Material for the task =>
+ + +
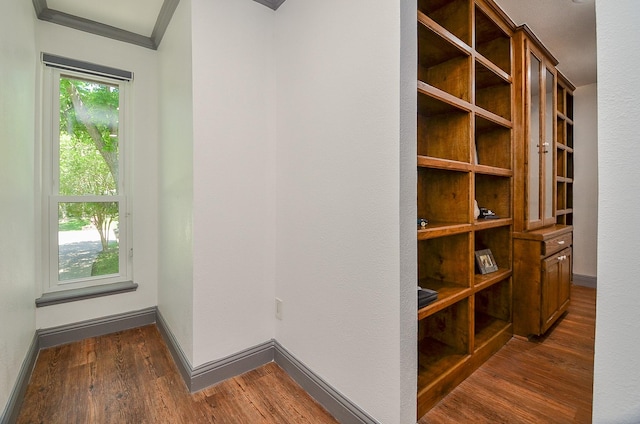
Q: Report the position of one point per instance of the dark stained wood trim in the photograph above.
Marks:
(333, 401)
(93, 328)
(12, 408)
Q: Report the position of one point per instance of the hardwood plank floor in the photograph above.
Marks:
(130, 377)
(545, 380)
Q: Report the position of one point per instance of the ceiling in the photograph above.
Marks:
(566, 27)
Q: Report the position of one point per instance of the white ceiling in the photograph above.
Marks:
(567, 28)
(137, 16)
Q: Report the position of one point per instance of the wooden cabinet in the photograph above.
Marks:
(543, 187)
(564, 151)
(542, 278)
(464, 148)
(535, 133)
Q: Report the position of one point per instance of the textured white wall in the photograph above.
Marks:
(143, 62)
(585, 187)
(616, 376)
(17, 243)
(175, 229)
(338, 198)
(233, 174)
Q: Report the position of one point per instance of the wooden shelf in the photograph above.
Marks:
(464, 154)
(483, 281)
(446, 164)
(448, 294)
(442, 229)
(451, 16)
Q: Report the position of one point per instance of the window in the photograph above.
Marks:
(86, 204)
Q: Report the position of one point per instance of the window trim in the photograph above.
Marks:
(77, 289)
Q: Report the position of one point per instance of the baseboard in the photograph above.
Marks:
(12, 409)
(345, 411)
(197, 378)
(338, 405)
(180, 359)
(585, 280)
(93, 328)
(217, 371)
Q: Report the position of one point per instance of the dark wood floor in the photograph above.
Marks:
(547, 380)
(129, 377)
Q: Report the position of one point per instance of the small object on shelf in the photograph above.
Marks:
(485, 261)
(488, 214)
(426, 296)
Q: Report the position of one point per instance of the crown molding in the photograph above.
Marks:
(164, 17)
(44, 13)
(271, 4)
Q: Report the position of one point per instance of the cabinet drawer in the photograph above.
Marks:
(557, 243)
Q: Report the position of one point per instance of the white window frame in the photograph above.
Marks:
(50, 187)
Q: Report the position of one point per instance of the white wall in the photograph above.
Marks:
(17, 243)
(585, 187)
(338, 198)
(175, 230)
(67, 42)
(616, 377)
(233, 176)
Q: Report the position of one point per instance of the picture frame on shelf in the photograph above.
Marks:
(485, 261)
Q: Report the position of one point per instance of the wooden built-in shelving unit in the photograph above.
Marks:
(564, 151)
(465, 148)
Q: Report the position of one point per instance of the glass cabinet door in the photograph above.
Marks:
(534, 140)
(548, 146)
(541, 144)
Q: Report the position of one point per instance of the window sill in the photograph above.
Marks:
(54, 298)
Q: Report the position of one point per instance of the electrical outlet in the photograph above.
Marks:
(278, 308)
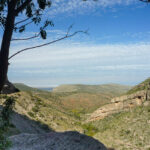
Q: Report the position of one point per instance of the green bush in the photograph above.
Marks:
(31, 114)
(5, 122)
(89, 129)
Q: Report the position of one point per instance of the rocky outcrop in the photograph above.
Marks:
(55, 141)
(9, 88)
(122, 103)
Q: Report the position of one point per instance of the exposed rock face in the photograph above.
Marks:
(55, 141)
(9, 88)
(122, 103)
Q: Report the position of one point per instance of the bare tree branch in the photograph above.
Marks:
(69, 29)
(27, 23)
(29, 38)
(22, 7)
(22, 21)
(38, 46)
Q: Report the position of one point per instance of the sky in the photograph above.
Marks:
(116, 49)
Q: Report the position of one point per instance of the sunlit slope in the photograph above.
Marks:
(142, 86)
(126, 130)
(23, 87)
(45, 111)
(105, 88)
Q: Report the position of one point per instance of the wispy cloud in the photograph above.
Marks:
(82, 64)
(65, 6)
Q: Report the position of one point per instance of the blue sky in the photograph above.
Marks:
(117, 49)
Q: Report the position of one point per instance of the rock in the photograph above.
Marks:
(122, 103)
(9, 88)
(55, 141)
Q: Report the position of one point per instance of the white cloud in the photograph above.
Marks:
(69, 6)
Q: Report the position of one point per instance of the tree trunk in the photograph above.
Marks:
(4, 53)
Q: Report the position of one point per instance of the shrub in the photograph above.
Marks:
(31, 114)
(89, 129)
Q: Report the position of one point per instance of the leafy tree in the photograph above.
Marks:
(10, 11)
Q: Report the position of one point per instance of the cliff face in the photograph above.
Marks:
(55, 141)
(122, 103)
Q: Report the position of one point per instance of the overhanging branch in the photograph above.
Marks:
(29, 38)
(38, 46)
+ + +
The request => Retype every one of the lines above word for word, and leave the pictures out of your copy.

Answer for this exercise =>
Q: Report the position of one point per instance of the dark stained wood trim in the photograph above.
Marks:
(333, 401)
(93, 328)
(12, 408)
Q: Report the position of one point per instance of the hardwood plank floor in the photograph above.
Marks:
(130, 377)
(545, 380)
Q: Report the position of one point per instance of the ceiling in the photograph above.
Marks:
(566, 27)
Q: Report the position of one point per instance of the white ceiling in the photograph above.
Marks:
(567, 28)
(137, 16)
Q: Report the position of one point per instance of the wooden cabinet in the photograph above.
Marks:
(543, 187)
(564, 151)
(542, 278)
(464, 148)
(535, 133)
Q: Report the position of one point per instance of the textured white wall in the photograph above.
Marks:
(143, 62)
(585, 187)
(616, 376)
(17, 243)
(175, 229)
(338, 198)
(233, 174)
Q: Report the position of one point per instance of the wooden shelf in the photograph above.
Marks:
(464, 154)
(483, 281)
(446, 164)
(448, 294)
(442, 229)
(451, 16)
Q: Report the position of one point per instance of the window in the photograph above.
Marks:
(86, 204)
Q: Report the position of one point per instance of the window trim in the photograph above.
Marks:
(77, 289)
Q: Report the position of one point per instance of the baseboard in the photograph above.
Marks:
(12, 409)
(345, 411)
(197, 378)
(338, 405)
(180, 359)
(585, 280)
(93, 328)
(217, 371)
Q: Report the position of one point per instance of the dark wood floor in the photograph above.
Marks:
(547, 380)
(129, 377)
Q: Report the position of one point per instance of the small object on shelf in the photograph above.
Marks:
(485, 261)
(488, 214)
(426, 296)
Q: Report the position of one point per instance of the crown molding in the photograph above.
Marks:
(164, 17)
(44, 13)
(271, 4)
Q: Report the position of one point per instance of the cabinet drawer in the photograph above.
Marks:
(557, 243)
Q: Report the position of one point per instance of the white window frame in the photograph above.
Marks:
(50, 187)
Q: Report the position of one point per instance of the white wall in the photograph above.
Marks:
(17, 243)
(585, 187)
(338, 198)
(175, 230)
(67, 42)
(616, 377)
(233, 176)
Q: Report the position of one point per instance of the picture frame on shelf in the photograph above.
Marks:
(485, 261)
Q: Report the position of one point per instance of the wooden built-in shelving unit in the photograph above.
Marks:
(564, 151)
(465, 148)
Q: Report the position of one point per instance of the glass cabinet door in the photograph above.
Marks:
(534, 140)
(548, 146)
(541, 144)
Q: Report the position of one point per instance of the window sill in the photograph above.
Marks:
(54, 298)
Q: Report the position of one point per instance of the electrical outlet in the photograph above.
Marks:
(278, 308)
Q: Report the position of one point per instance of the green bush in the photograph above.
Marks:
(31, 114)
(5, 122)
(89, 129)
Q: Report the position of one point per instance of the rocky outcrop in the photograph above.
Marks:
(55, 141)
(9, 88)
(122, 103)
Q: Report the position of one point per instance of the exposed rock face in the photograph above.
Marks:
(55, 141)
(9, 88)
(122, 103)
Q: Report the position of one point per instance of the bare tree branch in the photograph above.
Marks:
(69, 29)
(27, 23)
(29, 38)
(22, 7)
(22, 21)
(38, 46)
Q: Report the position of one point per instance of the sky in the photograph above.
Marks:
(116, 49)
Q: Report the position of one point per instance of the sunlit slope in the photograph above.
Marks:
(142, 86)
(126, 130)
(23, 87)
(45, 111)
(105, 88)
Q: Report the position of one point per instance of the wispy cloud in the photograph above.
Marks:
(82, 64)
(65, 6)
Q: Report the position of one point per instance of the blue sky in the photograph above.
Marks:
(117, 49)
Q: Report the position of one point per instance of the rock in the photograph above.
Marks:
(122, 103)
(9, 88)
(55, 141)
Q: Report the position of one point per instance of the white cloud in the photograph above.
Marks:
(69, 6)
Q: Report the position of one point per instance of the tree trunk in the photograph above.
Marks:
(4, 53)
Q: Report the position of one point per instance of the shrub in the photograph above.
Marks:
(31, 114)
(89, 129)
Q: Report the position of one point per instance of the leafy tree in the photograph above.
Marks:
(10, 11)
Q: Report the position of one point per instance of the cliff face in the photograph above.
Marks:
(55, 141)
(122, 103)
Q: Report the position of one point per instance of the overhanging branch in the photograph above.
Marks:
(29, 38)
(38, 46)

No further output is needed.